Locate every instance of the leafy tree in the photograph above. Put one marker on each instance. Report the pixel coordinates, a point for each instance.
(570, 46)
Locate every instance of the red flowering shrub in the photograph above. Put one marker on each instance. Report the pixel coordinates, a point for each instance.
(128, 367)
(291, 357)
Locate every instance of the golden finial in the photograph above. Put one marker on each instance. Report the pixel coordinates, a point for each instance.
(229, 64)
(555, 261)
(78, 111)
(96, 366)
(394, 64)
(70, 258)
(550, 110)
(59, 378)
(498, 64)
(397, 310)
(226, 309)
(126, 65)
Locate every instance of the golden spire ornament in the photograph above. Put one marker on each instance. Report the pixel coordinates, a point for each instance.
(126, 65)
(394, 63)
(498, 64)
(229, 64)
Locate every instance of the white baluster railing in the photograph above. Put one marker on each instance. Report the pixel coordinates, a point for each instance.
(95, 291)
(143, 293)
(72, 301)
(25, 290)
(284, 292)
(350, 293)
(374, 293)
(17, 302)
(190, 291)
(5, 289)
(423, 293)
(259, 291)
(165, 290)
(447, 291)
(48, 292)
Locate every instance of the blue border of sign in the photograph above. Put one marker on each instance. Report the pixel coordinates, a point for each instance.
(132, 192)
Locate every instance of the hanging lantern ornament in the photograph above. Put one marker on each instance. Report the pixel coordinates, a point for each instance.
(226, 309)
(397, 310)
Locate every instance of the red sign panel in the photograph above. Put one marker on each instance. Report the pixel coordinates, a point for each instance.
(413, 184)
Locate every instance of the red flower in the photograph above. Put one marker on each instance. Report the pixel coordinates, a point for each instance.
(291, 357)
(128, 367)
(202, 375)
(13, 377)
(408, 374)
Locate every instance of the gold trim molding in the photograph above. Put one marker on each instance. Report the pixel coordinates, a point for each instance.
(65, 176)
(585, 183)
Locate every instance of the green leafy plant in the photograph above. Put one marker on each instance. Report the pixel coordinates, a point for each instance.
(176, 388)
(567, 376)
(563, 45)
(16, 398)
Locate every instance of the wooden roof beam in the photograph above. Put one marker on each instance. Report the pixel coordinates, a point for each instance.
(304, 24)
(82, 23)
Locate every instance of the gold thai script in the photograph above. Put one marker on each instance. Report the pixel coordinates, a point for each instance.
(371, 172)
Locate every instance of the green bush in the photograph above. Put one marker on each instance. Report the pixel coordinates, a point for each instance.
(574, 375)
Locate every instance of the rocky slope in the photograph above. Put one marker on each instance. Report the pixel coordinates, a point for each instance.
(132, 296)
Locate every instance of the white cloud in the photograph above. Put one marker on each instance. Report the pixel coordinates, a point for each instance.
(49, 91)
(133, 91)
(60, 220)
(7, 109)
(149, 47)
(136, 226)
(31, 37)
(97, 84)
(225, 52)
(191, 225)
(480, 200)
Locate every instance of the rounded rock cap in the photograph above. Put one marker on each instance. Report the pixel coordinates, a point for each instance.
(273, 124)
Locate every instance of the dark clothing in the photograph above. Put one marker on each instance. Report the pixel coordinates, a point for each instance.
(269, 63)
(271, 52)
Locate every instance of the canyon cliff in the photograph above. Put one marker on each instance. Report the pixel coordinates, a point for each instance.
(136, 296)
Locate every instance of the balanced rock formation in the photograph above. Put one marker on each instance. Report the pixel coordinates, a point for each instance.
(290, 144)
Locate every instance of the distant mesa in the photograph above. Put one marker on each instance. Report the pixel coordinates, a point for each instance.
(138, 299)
┄┄┄┄┄┄┄┄┄┄┄┄┄┄┄┄┄┄┄┄
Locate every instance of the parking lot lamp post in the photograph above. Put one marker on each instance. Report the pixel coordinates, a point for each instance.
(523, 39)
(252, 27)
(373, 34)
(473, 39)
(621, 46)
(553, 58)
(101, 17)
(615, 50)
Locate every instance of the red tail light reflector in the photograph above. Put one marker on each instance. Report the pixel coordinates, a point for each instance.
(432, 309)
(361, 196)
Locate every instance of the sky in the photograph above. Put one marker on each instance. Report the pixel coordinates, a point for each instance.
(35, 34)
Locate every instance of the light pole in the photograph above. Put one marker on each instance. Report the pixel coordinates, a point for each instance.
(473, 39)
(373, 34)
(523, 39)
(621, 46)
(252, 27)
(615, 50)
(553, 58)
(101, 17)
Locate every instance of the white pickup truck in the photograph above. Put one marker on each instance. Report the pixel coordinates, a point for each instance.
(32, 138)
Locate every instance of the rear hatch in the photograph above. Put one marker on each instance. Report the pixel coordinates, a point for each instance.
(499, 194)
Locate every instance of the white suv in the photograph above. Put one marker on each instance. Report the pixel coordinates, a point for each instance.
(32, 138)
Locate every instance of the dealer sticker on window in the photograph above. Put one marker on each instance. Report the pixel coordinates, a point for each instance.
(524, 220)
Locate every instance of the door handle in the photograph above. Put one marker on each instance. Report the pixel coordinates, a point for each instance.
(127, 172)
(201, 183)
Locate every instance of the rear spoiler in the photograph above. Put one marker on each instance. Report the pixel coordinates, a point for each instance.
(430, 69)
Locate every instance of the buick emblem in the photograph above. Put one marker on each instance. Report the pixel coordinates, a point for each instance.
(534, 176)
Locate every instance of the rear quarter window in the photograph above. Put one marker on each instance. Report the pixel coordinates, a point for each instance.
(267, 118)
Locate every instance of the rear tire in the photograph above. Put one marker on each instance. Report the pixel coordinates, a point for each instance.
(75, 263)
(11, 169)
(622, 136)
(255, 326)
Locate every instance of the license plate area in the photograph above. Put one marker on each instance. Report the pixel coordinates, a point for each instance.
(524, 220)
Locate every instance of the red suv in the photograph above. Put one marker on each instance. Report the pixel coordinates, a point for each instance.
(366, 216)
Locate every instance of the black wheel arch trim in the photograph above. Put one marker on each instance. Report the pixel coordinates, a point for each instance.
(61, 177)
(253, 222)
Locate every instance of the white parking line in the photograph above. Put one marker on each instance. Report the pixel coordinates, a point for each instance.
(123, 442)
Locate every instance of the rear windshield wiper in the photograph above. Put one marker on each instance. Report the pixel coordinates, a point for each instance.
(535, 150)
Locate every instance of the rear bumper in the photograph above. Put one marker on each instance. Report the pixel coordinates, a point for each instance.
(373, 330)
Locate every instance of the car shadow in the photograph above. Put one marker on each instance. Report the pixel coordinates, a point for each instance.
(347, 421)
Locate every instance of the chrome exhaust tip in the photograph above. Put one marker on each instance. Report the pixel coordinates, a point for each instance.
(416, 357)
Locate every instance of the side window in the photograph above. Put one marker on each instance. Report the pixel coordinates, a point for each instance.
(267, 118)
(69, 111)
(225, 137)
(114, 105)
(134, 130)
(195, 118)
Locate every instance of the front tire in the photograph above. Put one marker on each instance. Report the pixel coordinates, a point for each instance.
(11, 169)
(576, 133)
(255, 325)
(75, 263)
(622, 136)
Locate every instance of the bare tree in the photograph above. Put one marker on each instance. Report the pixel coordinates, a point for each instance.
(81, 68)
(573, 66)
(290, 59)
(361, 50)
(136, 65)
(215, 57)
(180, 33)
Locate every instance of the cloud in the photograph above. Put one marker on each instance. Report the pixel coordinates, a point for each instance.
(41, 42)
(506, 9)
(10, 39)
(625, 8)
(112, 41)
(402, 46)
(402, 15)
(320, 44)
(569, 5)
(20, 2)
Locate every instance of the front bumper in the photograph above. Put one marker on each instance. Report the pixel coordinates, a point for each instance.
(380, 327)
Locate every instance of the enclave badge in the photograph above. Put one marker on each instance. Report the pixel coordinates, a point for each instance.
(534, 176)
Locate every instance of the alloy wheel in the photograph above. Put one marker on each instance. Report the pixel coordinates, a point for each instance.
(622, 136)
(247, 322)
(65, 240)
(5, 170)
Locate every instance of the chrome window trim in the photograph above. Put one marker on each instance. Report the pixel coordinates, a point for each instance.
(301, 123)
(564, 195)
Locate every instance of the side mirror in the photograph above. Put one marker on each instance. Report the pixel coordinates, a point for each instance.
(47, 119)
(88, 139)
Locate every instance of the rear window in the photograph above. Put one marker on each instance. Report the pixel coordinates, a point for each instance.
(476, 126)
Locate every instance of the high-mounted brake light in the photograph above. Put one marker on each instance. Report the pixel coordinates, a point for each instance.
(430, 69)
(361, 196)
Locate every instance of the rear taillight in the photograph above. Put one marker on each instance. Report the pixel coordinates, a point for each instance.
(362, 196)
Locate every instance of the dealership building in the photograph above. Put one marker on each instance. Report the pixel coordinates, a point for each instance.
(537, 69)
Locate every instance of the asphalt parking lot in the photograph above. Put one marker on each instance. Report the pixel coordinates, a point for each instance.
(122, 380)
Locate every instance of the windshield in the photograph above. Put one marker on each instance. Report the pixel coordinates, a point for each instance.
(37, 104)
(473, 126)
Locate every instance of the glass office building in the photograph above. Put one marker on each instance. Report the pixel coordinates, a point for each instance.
┄┄┄┄┄┄┄┄┄┄┄┄┄┄┄┄┄┄┄┄
* _JOB_
Count the lines above that contain the word "sign". Give only the number.

* _SOLVED EXERCISE_
2